_THE PROBLEM_
Using the entries below, output exactly the line containing "[mark] seated woman" and all lines that follow it to the end.
★ ★ ★ ★
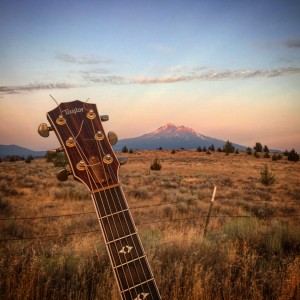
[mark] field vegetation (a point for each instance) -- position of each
(51, 245)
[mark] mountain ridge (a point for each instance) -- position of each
(171, 136)
(15, 150)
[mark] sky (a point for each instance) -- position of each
(229, 69)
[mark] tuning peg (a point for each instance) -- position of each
(53, 151)
(63, 174)
(44, 129)
(122, 160)
(112, 137)
(104, 118)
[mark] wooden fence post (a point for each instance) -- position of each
(210, 209)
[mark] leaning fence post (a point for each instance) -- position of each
(210, 209)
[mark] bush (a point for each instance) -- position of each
(249, 151)
(125, 149)
(293, 155)
(28, 159)
(266, 177)
(60, 160)
(228, 147)
(258, 147)
(156, 165)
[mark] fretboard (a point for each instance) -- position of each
(129, 262)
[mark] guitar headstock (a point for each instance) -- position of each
(79, 129)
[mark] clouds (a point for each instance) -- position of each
(82, 60)
(100, 76)
(35, 86)
(293, 44)
(199, 75)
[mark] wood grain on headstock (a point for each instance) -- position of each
(79, 129)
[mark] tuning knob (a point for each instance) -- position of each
(122, 160)
(112, 137)
(53, 151)
(104, 118)
(44, 129)
(63, 174)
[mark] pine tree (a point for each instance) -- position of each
(293, 155)
(228, 147)
(125, 149)
(258, 147)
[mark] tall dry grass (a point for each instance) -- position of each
(251, 250)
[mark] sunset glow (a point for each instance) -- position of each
(227, 69)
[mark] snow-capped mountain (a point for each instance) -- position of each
(171, 136)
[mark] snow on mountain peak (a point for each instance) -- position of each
(173, 130)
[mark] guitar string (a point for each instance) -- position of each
(114, 179)
(109, 204)
(93, 132)
(109, 224)
(54, 100)
(82, 155)
(112, 174)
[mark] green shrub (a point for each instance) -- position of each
(266, 177)
(156, 165)
(293, 155)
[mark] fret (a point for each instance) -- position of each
(113, 241)
(118, 226)
(106, 188)
(114, 213)
(93, 162)
(133, 273)
(130, 261)
(146, 290)
(125, 249)
(110, 201)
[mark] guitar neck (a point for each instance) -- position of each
(129, 262)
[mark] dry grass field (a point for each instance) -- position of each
(51, 246)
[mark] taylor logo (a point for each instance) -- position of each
(125, 249)
(141, 296)
(73, 111)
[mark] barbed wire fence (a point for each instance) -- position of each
(207, 217)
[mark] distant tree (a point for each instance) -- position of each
(249, 150)
(212, 148)
(266, 177)
(125, 149)
(60, 160)
(266, 149)
(293, 155)
(156, 165)
(28, 159)
(258, 147)
(228, 147)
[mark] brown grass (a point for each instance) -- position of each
(251, 250)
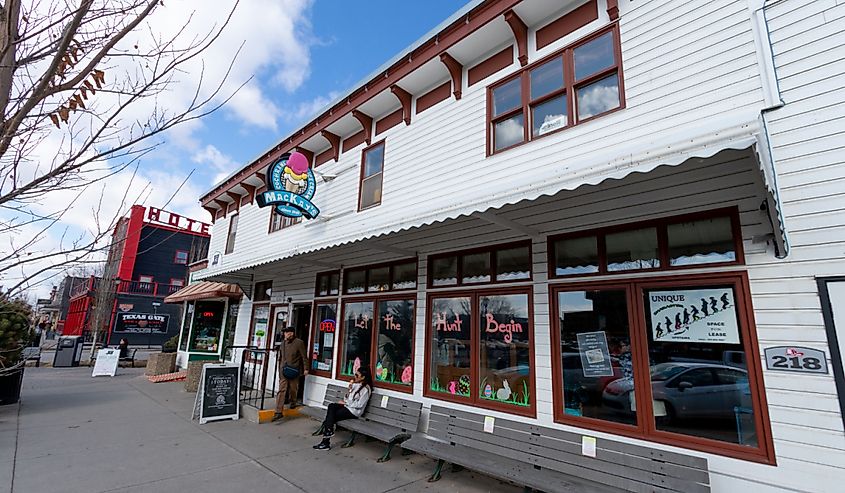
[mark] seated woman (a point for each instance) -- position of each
(351, 407)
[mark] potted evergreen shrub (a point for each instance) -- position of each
(15, 333)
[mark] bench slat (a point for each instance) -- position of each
(604, 444)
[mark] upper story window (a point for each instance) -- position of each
(278, 221)
(707, 238)
(372, 171)
(233, 231)
(397, 276)
(328, 283)
(575, 84)
(263, 291)
(503, 263)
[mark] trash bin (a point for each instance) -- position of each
(68, 351)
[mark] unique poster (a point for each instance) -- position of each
(693, 315)
(141, 322)
(595, 357)
(106, 363)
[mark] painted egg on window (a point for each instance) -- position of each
(463, 384)
(407, 374)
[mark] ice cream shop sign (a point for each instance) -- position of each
(290, 187)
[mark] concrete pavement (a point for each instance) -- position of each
(74, 433)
★ ★ ★ ★
_EXERCISE ANSWER_
[mark] seated woman (a point for each instance) -- position of each
(351, 407)
[mark] potted evergreen shrub (a point for each instance) -- position of each
(15, 333)
[mark] bench slat (a point for each instance) -- position of each
(604, 444)
[mark] upper story window (a point for each instance) -- position of each
(278, 221)
(707, 238)
(372, 171)
(233, 231)
(397, 276)
(328, 283)
(575, 84)
(263, 291)
(503, 263)
[mark] trash bin (a point for each instance) -- position of each
(68, 351)
[mark] unique poster (a point for each instance) -- position of each
(693, 315)
(141, 322)
(595, 357)
(106, 363)
[mark] painted egg on window (a point for each instance) -- position of each
(463, 384)
(407, 374)
[mark] ice cream shop sign (a point for each instance) -- position of each
(290, 187)
[mark] concrete pavement (a point for each instance) -- position of each
(74, 433)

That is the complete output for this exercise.